▶ **Kaynak metin**:

- - - - -

Şeyh Muhammed Nazım El-Hakkani En-Nakşibendi Hazretlerinin 1980 Sohbeti
Kur’an-ı Kerim Estaizu Billah “Yaş ve kuru ne varsa hepsi apaçık bir kitaptadır.”(6:59) (yaş ve kuru ne
varsa hepsi apaçık bir kitaptadır.) Yaş ve kuru – herşey. İçinde her şeyi bulabilirsiniz. Buna inanmalıyız.
Bugün İslami ülkeler Doğu’dan Batı’ya 3 kıtada yayılıyor, İslam yayılmıştır. 3 kıtada – 1400 sene her İslami
devlette en başından bugüne kadar. Milyonlarca ve milyarlarca kitap yazıldı. İslam dünyasında ve Batı
ülkelerinde belki de yüz milyon kitap bulabilirsiniz.
Hepsi de Muhammed (sav) peşindeler ve o Kur’an’ı getirdikten sonra İlk kaynak Kur’an’dır.
Peygamberler hadisleri Kur’an’dan söyler ve sonrasında yazılır kitaplar. Pek çok değişik kitap ve ilim var
İslami dünyada- milyarlarca milyarlarca kitap. Ana kaynak Kur’an, kim hayır diyebilir! Şimdi olduğu gibi
milyarlarca ve milyarlarca kitap vardı, sadece Endülüs’te bulunan. Bilir misiniz? İspanya.
Şu an sahip olduğumuz kadar çok kitap vardı. Bir zamanlar Bağdat’taki İslami kütüphane yok edilmişti.
Moğollar gelip, Bağdat’ı yıktıkları zaman. Milyonlarca kitap ve milyonlarca milyonlarca kitap gitti
İspanya’da. Hristiyanlar yaktılar, yıktılar. Kim söyleyebilir ki bu kitap her şeyi içermez diye? Şimdi antika
bir kitabı Avrupalılar milyon pound’a almaya hazırlar. Neden? Masal kitabı mı, aşk kitabı mı? Kim alır aşk
romanını?

- - - - -

▶ **Verilen bilgiler**:
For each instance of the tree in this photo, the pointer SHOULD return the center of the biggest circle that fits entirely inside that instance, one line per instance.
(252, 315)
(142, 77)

- - - - -

▶ **Görev amacı**:
Sohbet metninde "Şeyh Muhammed Nazım" diye başlayan yerden "bulabilirsiniz. Buna inanmalıyız." sözleri de dahil olmak üzere oraya kadar olan kısmı kelimesi kelimesine yazar mısınız?

▶ **Çözümlü cevap**:
Şeyh Muhammed Nazım El-Hakkani En-Nakşibendi Hazretlerinin 1980 Sohbeti
Kur’an-ı Kerim Estaizu Billah “Yaş ve kuru ne varsa hepsi apaçık bir kitaptadır.”(6:59) (yaş ve kuru ne
varsa hepsi apaçık bir kitaptadır.) Yaş ve kuru – herşey. İçinde her şeyi bulabilirsiniz. Buna inanmalıyız.